## [INPUT ROWS]
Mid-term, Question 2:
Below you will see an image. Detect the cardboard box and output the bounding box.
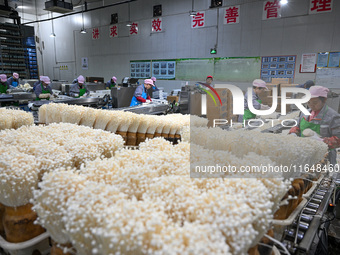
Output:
[271,78,292,84]
[166,96,178,103]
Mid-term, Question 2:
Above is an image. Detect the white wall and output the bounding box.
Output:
[27,0,340,91]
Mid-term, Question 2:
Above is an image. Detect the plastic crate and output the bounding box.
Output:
[0,232,51,255]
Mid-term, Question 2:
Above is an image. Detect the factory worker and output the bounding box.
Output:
[238,79,270,122]
[33,75,43,90]
[205,75,214,87]
[34,76,53,100]
[7,73,19,88]
[0,74,9,94]
[297,80,315,90]
[105,76,117,89]
[150,77,159,91]
[289,86,340,165]
[70,75,90,98]
[130,79,154,106]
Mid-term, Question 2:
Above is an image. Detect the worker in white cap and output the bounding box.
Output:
[150,77,159,91]
[105,76,117,89]
[70,75,90,98]
[0,74,9,94]
[289,86,340,165]
[34,76,53,100]
[238,79,270,122]
[7,73,19,88]
[130,79,154,106]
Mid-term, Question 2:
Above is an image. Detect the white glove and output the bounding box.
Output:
[302,128,318,137]
[260,104,270,110]
[302,128,323,141]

## [YOUR INSTRUCTIONS]
Recast all of the listing above as a numbered list with one line per item, skipping blank lines. Leave out any picture.

## [WRITTEN REPLY]
1. Mid-term, Question 2:
2. Below you will see an image. Detect the cardboard box and output the bounding box.
3. Output:
4. [271,78,292,84]
5. [166,96,178,103]
6. Mid-term, Question 2:
7. Above is an image. Detect the white wall and output the bounding box.
8. Output:
9. [27,0,340,91]
10. Mid-term, Question 2:
11. Above is an image. Detect the plastic crate and output the bounding box.
12. Output:
13. [0,232,51,255]
14. Mid-term, Question 2:
15. Above is an image. Detect the factory worker and output the bounding box.
16. Output:
17. [238,79,270,122]
18. [33,75,43,90]
19. [205,75,214,87]
20. [34,76,53,100]
21. [7,73,19,88]
22. [0,74,9,94]
23. [297,80,315,90]
24. [105,76,117,89]
25. [150,77,159,91]
26. [289,86,340,165]
27. [70,75,90,98]
28. [130,79,154,106]
29. Mid-term, Question 2:
30. Above is an image. Detect the worker in white cap and output the bounding box.
31. Output:
32. [150,77,159,91]
33. [105,76,117,89]
34. [70,75,90,98]
35. [0,74,9,94]
36. [289,86,340,165]
37. [34,76,53,100]
38. [238,79,270,122]
39. [7,73,19,88]
40. [130,79,154,106]
41. Mid-term, Question 2:
42. Above is an image. Detect the white glove and output the bounding box.
43. Output:
44. [302,128,318,137]
45. [260,104,270,110]
46. [302,128,323,141]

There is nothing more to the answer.